===== Records for processing

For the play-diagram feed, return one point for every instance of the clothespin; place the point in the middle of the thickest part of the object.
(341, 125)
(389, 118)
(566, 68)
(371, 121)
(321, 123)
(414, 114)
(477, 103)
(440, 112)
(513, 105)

==========

Task to complete: Without omitting any record, transcribe the data exactly.

Response box:
For the play-diagram feed, return one point for every instance of the clothespin; place the point in the middle of the thickest part of the object.
(341, 125)
(389, 118)
(566, 68)
(371, 121)
(321, 123)
(414, 114)
(477, 103)
(440, 112)
(513, 105)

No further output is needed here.